[WORK TO DO]: What follows is a listing. Return every line of it exactly.

[EXTRACTED DATA]:
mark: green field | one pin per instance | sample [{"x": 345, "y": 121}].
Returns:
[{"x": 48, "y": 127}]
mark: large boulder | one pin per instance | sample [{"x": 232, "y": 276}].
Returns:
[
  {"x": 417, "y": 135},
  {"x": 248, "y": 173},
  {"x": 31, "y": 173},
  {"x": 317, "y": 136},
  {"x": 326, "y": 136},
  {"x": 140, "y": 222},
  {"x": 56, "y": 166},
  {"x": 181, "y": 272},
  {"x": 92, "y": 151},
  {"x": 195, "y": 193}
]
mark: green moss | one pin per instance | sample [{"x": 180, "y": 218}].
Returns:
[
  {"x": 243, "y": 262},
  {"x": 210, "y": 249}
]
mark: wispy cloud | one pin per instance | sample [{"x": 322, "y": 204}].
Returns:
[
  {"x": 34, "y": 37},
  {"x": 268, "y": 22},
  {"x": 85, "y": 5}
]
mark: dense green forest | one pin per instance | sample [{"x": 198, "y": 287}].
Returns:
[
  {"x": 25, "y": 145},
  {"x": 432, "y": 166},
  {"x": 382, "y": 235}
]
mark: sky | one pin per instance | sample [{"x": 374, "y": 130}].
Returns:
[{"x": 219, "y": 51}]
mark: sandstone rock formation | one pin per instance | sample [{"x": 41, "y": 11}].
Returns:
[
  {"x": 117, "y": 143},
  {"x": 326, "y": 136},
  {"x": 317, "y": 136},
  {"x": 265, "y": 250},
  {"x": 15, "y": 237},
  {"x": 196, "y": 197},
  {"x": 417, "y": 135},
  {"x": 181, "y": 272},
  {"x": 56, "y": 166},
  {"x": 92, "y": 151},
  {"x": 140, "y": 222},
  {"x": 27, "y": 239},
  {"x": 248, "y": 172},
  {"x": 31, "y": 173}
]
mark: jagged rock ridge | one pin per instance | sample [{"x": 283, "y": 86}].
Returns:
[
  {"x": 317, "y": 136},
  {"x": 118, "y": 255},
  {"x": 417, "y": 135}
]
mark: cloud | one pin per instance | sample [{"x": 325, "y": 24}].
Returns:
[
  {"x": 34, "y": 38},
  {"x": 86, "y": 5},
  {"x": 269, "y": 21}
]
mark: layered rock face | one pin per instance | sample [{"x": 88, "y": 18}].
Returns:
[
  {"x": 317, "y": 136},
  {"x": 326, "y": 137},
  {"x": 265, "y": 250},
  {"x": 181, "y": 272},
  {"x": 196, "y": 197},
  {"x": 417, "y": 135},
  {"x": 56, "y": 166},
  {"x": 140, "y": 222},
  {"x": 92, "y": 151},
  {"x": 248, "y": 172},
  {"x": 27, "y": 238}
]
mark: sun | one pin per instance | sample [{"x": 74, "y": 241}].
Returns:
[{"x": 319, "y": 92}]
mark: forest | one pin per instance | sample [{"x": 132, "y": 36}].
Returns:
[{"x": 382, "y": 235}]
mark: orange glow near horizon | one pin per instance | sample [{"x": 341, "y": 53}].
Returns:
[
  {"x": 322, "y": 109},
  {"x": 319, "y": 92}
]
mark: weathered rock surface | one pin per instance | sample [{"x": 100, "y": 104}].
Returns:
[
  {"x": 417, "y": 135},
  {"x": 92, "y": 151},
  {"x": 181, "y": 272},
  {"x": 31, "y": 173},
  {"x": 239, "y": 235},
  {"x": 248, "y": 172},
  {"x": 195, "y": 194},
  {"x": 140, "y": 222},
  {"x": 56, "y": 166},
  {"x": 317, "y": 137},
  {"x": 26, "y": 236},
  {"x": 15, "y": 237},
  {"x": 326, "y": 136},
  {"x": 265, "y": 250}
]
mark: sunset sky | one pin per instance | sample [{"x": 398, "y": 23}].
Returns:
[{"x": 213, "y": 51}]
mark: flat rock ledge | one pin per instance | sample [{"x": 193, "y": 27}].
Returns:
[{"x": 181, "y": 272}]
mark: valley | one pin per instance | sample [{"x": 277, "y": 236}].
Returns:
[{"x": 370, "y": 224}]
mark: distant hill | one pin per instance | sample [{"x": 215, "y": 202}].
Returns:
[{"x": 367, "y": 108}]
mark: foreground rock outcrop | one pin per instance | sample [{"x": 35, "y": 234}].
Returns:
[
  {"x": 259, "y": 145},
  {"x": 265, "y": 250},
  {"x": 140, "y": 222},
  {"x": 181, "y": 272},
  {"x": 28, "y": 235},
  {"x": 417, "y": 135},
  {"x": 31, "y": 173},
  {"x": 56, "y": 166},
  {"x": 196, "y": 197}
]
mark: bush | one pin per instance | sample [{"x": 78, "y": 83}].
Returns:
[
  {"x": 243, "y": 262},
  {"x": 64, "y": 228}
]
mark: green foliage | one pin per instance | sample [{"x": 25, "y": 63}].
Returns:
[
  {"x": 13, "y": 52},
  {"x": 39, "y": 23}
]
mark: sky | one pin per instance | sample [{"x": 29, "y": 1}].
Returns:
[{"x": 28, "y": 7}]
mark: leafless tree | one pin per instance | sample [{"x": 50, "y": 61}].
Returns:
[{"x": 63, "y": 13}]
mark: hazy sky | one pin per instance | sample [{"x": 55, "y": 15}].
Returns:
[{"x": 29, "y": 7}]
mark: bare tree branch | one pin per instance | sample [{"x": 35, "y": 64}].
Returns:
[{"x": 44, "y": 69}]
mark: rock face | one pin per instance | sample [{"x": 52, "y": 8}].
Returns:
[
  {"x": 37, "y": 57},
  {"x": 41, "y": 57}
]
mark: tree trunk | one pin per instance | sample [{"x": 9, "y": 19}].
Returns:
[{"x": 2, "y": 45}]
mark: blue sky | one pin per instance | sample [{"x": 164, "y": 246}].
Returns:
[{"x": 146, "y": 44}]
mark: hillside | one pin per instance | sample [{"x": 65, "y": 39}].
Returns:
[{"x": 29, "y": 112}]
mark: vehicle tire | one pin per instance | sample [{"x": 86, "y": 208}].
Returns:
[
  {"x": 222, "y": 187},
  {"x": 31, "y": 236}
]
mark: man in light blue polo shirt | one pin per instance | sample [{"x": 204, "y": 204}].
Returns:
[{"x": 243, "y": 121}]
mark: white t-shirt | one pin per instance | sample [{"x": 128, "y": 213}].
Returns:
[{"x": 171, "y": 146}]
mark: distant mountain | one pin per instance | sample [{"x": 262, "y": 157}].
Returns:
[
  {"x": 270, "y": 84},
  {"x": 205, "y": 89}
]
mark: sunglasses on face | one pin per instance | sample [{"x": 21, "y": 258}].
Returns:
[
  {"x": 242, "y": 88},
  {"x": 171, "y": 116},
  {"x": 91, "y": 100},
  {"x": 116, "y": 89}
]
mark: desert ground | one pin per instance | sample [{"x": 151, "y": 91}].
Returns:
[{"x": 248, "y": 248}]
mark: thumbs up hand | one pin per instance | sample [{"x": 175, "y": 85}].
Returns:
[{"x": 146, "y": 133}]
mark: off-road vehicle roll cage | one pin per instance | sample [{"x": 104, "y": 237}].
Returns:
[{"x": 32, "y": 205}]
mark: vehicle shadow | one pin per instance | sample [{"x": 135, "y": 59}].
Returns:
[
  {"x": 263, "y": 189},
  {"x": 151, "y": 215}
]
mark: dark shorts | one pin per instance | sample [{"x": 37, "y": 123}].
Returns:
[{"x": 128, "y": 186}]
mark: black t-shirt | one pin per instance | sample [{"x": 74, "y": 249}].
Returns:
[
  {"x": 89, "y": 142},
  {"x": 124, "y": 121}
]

[TASK SOLUTION]:
mark: green field | one pin per instance | sample [{"x": 345, "y": 121}].
Returns:
[{"x": 48, "y": 127}]
mark: large boulder | one pin per instance | sample [{"x": 232, "y": 276}].
Returns:
[
  {"x": 417, "y": 135},
  {"x": 248, "y": 173},
  {"x": 31, "y": 173},
  {"x": 317, "y": 136},
  {"x": 326, "y": 136},
  {"x": 140, "y": 222},
  {"x": 56, "y": 166},
  {"x": 181, "y": 272},
  {"x": 92, "y": 151},
  {"x": 195, "y": 193}
]
mark: green moss | one pin per instance | sample [{"x": 180, "y": 218}].
Returns:
[
  {"x": 243, "y": 262},
  {"x": 210, "y": 249}
]
mark: wispy cloud | one pin per instance | sample [{"x": 322, "y": 204}].
Returns:
[
  {"x": 34, "y": 37},
  {"x": 268, "y": 22},
  {"x": 85, "y": 5}
]
mark: dense green forest | one pin per instance | sample [{"x": 198, "y": 287}].
Returns:
[
  {"x": 25, "y": 145},
  {"x": 432, "y": 166},
  {"x": 382, "y": 235}
]
mark: sky | one pin per instance | sample [{"x": 374, "y": 130}].
Returns:
[{"x": 219, "y": 51}]
mark: sandstone rock formation | one pin per instance | sample [{"x": 41, "y": 11}].
Returns:
[
  {"x": 117, "y": 143},
  {"x": 326, "y": 136},
  {"x": 317, "y": 136},
  {"x": 265, "y": 250},
  {"x": 15, "y": 237},
  {"x": 196, "y": 197},
  {"x": 417, "y": 135},
  {"x": 181, "y": 272},
  {"x": 56, "y": 166},
  {"x": 92, "y": 151},
  {"x": 140, "y": 222},
  {"x": 27, "y": 239},
  {"x": 248, "y": 172},
  {"x": 31, "y": 173}
]
mark: jagged rock ridge | one pin per instance | sample [{"x": 283, "y": 86}].
Returns:
[
  {"x": 317, "y": 136},
  {"x": 118, "y": 255},
  {"x": 417, "y": 135}
]
mark: cloud | one pin per instance | sample [{"x": 325, "y": 24}].
Returns:
[
  {"x": 34, "y": 38},
  {"x": 86, "y": 5},
  {"x": 269, "y": 21}
]
mark: layered rock face | one pin per instance | sample [{"x": 88, "y": 18}].
Returns:
[
  {"x": 317, "y": 136},
  {"x": 326, "y": 137},
  {"x": 265, "y": 250},
  {"x": 181, "y": 272},
  {"x": 196, "y": 197},
  {"x": 417, "y": 135},
  {"x": 56, "y": 166},
  {"x": 140, "y": 222},
  {"x": 92, "y": 151},
  {"x": 248, "y": 172},
  {"x": 27, "y": 238}
]
mark: sun | one pin per instance | sample [{"x": 74, "y": 241}].
Returns:
[{"x": 319, "y": 92}]
mark: forest | one pin per instance | sample [{"x": 132, "y": 36}].
Returns:
[{"x": 382, "y": 235}]
mark: orange glow near horizon | one pin per instance | sample [{"x": 341, "y": 53}].
Returns:
[
  {"x": 322, "y": 109},
  {"x": 319, "y": 92}
]
mark: weathered rock surface | one pin per instance | sample [{"x": 100, "y": 104}].
Returns:
[
  {"x": 417, "y": 135},
  {"x": 92, "y": 151},
  {"x": 181, "y": 272},
  {"x": 31, "y": 173},
  {"x": 239, "y": 235},
  {"x": 248, "y": 172},
  {"x": 195, "y": 194},
  {"x": 140, "y": 222},
  {"x": 56, "y": 166},
  {"x": 317, "y": 137},
  {"x": 26, "y": 236},
  {"x": 15, "y": 237},
  {"x": 326, "y": 136},
  {"x": 265, "y": 250}
]
mark: sunset sky | one pin per instance | sample [{"x": 398, "y": 23}].
Returns:
[{"x": 213, "y": 51}]
mark: flat rock ledge | one pin per instance | sample [{"x": 193, "y": 27}].
Returns:
[{"x": 181, "y": 272}]
mark: valley | one pin per instance | sample [{"x": 277, "y": 236}].
Returns:
[{"x": 370, "y": 224}]
mark: distant hill | one pin per instance | sample [{"x": 215, "y": 202}].
Returns:
[{"x": 367, "y": 108}]
mark: foreground rock outcrop | one pin per instance | sample [{"x": 35, "y": 234}].
Returns:
[
  {"x": 259, "y": 145},
  {"x": 265, "y": 250},
  {"x": 140, "y": 222},
  {"x": 181, "y": 272},
  {"x": 28, "y": 235},
  {"x": 417, "y": 135},
  {"x": 31, "y": 173},
  {"x": 56, "y": 166},
  {"x": 196, "y": 197}
]
mark: bush | one pin per instance | sample [{"x": 78, "y": 83}].
Returns:
[
  {"x": 243, "y": 262},
  {"x": 64, "y": 228}
]
mark: green foliage | one pin per instance | sample [{"x": 25, "y": 63}].
Returns:
[
  {"x": 13, "y": 52},
  {"x": 39, "y": 23}
]
mark: sky | one pin per instance | sample [{"x": 29, "y": 1}].
Returns:
[{"x": 28, "y": 7}]
mark: leafless tree | one pin per instance | sample [{"x": 50, "y": 61}].
Returns:
[{"x": 63, "y": 13}]
mark: hazy sky | one pin per instance | sample [{"x": 55, "y": 15}].
Returns:
[{"x": 29, "y": 7}]
mark: bare tree branch | one pin per instance | sample [{"x": 35, "y": 64}].
Returns:
[{"x": 44, "y": 69}]
mark: rock face | one pin per instance | sample [{"x": 52, "y": 8}].
Returns:
[
  {"x": 37, "y": 57},
  {"x": 41, "y": 57}
]
mark: tree trunk | one pin per instance | sample [{"x": 9, "y": 19}].
Returns:
[{"x": 2, "y": 45}]
mark: blue sky | one pin per instance | sample [{"x": 164, "y": 246}].
Returns:
[{"x": 146, "y": 44}]
mark: hillside | one pin per instance | sample [{"x": 65, "y": 39}].
Returns:
[{"x": 29, "y": 112}]
mark: vehicle tire | one pin per instance | sample [{"x": 86, "y": 208}].
Returns:
[
  {"x": 222, "y": 187},
  {"x": 31, "y": 236}
]
mark: man in light blue polo shirt | one pin per instance | sample [{"x": 204, "y": 204}].
Returns:
[{"x": 243, "y": 121}]
mark: white t-shirt | one pin per instance | sample [{"x": 128, "y": 213}].
Returns:
[{"x": 171, "y": 146}]
mark: distant mountain | one pin per instance | sample [{"x": 262, "y": 157}].
Returns:
[
  {"x": 270, "y": 84},
  {"x": 205, "y": 89}
]
mark: sunglasses on face | one pin per instance | sample [{"x": 21, "y": 258}].
Returns:
[
  {"x": 242, "y": 88},
  {"x": 171, "y": 116},
  {"x": 91, "y": 100},
  {"x": 116, "y": 89}
]
mark: desert ground | one pin per instance | sample [{"x": 151, "y": 91}].
Returns:
[{"x": 248, "y": 248}]
mark: thumbs up hand | one pin per instance | sample [{"x": 175, "y": 85}].
Returns:
[{"x": 146, "y": 133}]
mark: off-road vehicle roll cage | one pin per instance | sample [{"x": 104, "y": 237}].
Returns:
[{"x": 32, "y": 205}]
mark: vehicle shadow | one pin per instance | sample [{"x": 135, "y": 59}].
Returns:
[
  {"x": 263, "y": 189},
  {"x": 151, "y": 215}
]
mark: dark shorts | one pin per instance | sample [{"x": 37, "y": 123}].
Returns:
[{"x": 128, "y": 186}]
mark: black t-shirt | one pin per instance | sample [{"x": 74, "y": 249}].
Returns:
[
  {"x": 89, "y": 142},
  {"x": 124, "y": 121}
]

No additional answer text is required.